-- START OF Excerpted data --
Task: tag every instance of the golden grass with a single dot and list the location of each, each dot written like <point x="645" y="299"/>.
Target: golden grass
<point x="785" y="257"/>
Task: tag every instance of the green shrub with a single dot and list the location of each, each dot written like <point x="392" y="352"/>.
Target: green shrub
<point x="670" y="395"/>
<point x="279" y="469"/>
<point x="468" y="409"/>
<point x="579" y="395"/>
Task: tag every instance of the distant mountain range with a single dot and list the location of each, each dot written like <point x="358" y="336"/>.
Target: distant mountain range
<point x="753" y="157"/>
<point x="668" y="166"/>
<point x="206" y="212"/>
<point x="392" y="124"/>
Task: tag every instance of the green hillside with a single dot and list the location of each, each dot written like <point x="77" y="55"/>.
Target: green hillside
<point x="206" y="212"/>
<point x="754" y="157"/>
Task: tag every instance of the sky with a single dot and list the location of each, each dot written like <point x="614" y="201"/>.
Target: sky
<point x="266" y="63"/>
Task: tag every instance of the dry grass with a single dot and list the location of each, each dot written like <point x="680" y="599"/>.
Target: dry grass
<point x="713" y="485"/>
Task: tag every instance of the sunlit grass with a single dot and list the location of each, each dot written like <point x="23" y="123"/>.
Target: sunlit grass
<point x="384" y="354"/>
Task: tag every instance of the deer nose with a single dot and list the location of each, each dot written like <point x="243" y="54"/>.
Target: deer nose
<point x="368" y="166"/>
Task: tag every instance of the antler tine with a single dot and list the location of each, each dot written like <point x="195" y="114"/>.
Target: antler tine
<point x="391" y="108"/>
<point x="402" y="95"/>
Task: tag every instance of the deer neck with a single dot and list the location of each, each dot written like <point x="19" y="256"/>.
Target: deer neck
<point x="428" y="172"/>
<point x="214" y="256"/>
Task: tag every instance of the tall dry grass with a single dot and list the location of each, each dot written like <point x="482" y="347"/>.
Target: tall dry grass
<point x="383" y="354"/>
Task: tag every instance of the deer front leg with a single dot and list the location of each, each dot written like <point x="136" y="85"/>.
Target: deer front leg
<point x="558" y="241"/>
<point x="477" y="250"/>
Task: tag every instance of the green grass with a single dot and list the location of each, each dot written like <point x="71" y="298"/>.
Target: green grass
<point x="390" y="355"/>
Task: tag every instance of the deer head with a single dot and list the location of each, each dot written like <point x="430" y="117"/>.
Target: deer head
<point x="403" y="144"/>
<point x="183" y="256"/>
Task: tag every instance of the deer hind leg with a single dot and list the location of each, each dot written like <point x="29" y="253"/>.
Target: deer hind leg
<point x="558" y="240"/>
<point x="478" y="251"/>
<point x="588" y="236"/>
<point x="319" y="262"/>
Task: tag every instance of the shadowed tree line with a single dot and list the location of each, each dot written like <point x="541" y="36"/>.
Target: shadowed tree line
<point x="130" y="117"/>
-- END OF Excerpted data --
## Set problem:
Would you give again, word for word, every line from the one with "Task: tag every instance of the green grass" through the final line of the listing above?

## Exercise result:
Task: tag every instance of the green grass with a single dot and list the location of each, each dot written like <point x="71" y="298"/>.
Target: green grass
<point x="390" y="355"/>
Task: tag every instance of the deer head with a single dot and list the location of each, each dot written like <point x="430" y="117"/>.
Target: deer head
<point x="403" y="144"/>
<point x="183" y="256"/>
Task: tag every instance of the deer hind leg with a single dot and list the location of each, each dot written like <point x="29" y="253"/>.
Target: deer hind leg
<point x="558" y="240"/>
<point x="478" y="251"/>
<point x="588" y="236"/>
<point x="319" y="262"/>
Task: tag every instance of the shadowed tree line with a single dot and list the location of each, each dot written like <point x="541" y="36"/>.
Target: shadowed tree line
<point x="130" y="117"/>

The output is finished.